WINNERS: Nick Chubb and Duke Johnson

For those wondering if game flow would potentially take Nick Chubb out of the plan, the rookie answered with 85 yards on 22 attempts, including a touchdown, with yet another big play — this time, a 17-yard run. His counterpart finally got the nod, and rewarded his new offensive coordinator with nine catches on nine targets for 89 yards and two touchdowns. For an offense in dire need of big plays, DJJ was a breath of fresh air, notching a 23-yard reception and six first downs. Hopefully a sign of more to come.

LOSER: David Njoku

He blocked well and received a decent grade from Pro Football Focus because he didn’t drop any passes, but on a day where Travis Kelce is playing the way he did and the Kansas City defense can be exploited, I expected much, much more from one of Mayfield’s favorite targets year to date.

WINNER: Kareem Hunt

I remember my Uncle, who lives in Eastlake, telling me about this kid out his way who was just unstoppable on the football field. In 2011, that kid rushed for 2,500 yards and 39 touchdowns. A year later, it was 2,500 more yards and 45 touchdowns. Four years at Toledo and that kid totaled 5,500 yards from scrimmage, finding the end zone 45 more times. In what has been just one-and-a-half seasons in the NFL, that kid, just 23 years old, just eclipsed the 2,000 yard mark. Last year, deemed offensive Rookie of the Year, that kid tallied eight touchdowns. On Sunday against the Browns, he notched numbers five, six, and seven, doing so in front of his friends, family, and the players currently at Willoughby South. Hell of a story.

SUPPLIED MATERIAL
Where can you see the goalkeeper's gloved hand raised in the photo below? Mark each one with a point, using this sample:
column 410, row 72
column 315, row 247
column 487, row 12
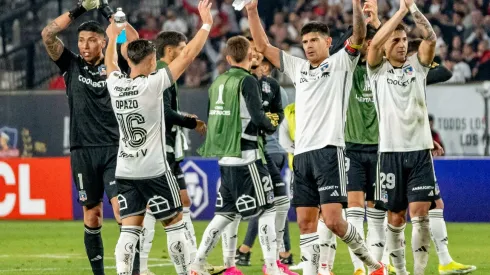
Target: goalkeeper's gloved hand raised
column 105, row 9
column 82, row 7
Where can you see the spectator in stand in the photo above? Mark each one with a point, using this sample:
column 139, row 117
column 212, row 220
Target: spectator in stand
column 174, row 23
column 457, row 43
column 279, row 29
column 482, row 69
column 469, row 56
column 460, row 69
column 476, row 22
column 477, row 36
column 150, row 29
column 435, row 135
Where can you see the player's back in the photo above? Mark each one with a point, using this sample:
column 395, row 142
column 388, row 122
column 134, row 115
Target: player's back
column 400, row 102
column 138, row 105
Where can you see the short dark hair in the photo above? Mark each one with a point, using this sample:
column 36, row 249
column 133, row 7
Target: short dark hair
column 139, row 50
column 401, row 27
column 170, row 38
column 237, row 47
column 370, row 32
column 91, row 26
column 413, row 45
column 315, row 26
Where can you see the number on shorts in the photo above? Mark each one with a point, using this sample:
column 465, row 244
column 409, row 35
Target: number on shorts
column 132, row 136
column 221, row 89
column 347, row 164
column 80, row 180
column 267, row 183
column 389, row 179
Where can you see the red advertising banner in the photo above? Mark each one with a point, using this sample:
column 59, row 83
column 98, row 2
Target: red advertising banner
column 35, row 188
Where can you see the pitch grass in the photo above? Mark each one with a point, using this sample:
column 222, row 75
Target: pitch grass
column 57, row 248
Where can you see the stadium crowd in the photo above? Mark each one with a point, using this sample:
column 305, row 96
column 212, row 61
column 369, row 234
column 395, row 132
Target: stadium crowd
column 462, row 27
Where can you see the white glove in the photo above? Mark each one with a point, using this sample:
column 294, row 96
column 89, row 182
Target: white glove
column 90, row 4
column 240, row 4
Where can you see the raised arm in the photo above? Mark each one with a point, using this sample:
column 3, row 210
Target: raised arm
column 376, row 51
column 52, row 43
column 111, row 52
column 260, row 38
column 359, row 26
column 190, row 52
column 427, row 48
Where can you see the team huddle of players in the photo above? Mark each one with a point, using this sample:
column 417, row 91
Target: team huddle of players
column 358, row 130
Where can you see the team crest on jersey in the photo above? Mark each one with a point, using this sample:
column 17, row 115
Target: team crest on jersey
column 324, row 67
column 266, row 87
column 102, row 70
column 408, row 70
column 82, row 195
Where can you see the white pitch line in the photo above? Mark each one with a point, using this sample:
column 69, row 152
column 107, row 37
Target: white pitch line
column 68, row 256
column 59, row 269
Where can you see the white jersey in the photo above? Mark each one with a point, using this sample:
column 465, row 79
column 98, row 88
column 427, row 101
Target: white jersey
column 138, row 105
column 399, row 95
column 322, row 94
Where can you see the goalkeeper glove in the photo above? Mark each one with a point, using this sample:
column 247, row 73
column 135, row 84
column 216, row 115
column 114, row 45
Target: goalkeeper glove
column 82, row 7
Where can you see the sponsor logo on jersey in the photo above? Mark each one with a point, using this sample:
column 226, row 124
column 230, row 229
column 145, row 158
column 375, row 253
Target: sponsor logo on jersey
column 102, row 70
column 88, row 81
column 408, row 70
column 400, row 82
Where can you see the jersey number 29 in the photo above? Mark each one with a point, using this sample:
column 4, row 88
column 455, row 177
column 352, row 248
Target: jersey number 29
column 132, row 136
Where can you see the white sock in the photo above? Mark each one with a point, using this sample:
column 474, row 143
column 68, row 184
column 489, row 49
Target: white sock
column 376, row 232
column 282, row 207
column 267, row 237
column 126, row 248
column 386, row 253
column 310, row 253
column 229, row 240
column 354, row 241
column 146, row 240
column 190, row 234
column 395, row 243
column 328, row 246
column 439, row 235
column 355, row 216
column 211, row 236
column 178, row 249
column 420, row 243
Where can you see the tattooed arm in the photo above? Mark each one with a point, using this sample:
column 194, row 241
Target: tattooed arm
column 52, row 43
column 427, row 48
column 359, row 26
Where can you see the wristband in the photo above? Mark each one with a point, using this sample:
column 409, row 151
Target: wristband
column 106, row 11
column 76, row 12
column 413, row 8
column 357, row 47
column 206, row 27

GIVEN INSTRUCTION
Pick up the winners-and-losers column on the Browns game after its last sentence and keep writing it.

REPLY
WINNER: Travis Kelce

One of my favorite moments of the year comes when the Kansas City Chiefs are on Sunday Night Football and they players introduce themselves by name and school. Travis Kelce, despite going to the University of Cincinnati, ties himself to Cleveland Heights High School. Much like Hunt, Kelce had a terrific season last year, hauling in a career-high eight touchdowns. On Sunday against the Browns, in front of friends and family, Kelce notched numbers five and six, well on his way to topping his carer year. Not bad for a Tiger.

LOSERS: Every Front Office Member to Pass up on Travis Kelce and Kareem Hunt

James Harrison, I can understand. He was bounced around the league (and NFL Europe) before landing in Pittsburgh. Antonio Gates didn’t play a down of college football, and plenty of teams passed up on the chance to break the mold. Julian Edelmen went to Kent, but is from California so there’s some leeway. But that’s really where it ends. Ben Roethlisberger is from Lima and went to Miami of Ohio. Hunt is from Willoughby and went to Toledo. Kelce, along with his Pro Bowl brother, Jason, went to Cleveland Heights and went to Cincinnati. If those programs aren’t big enough, Michael Thomas went to Ohio State. Marshon Lattimore went there as well, and is from Medina.

This isn’t to say that every player who plays high school football in or around Cleveland is destined for greatness. It is to say if one is great, you should have a built-in advantage of knowing this before everyone else.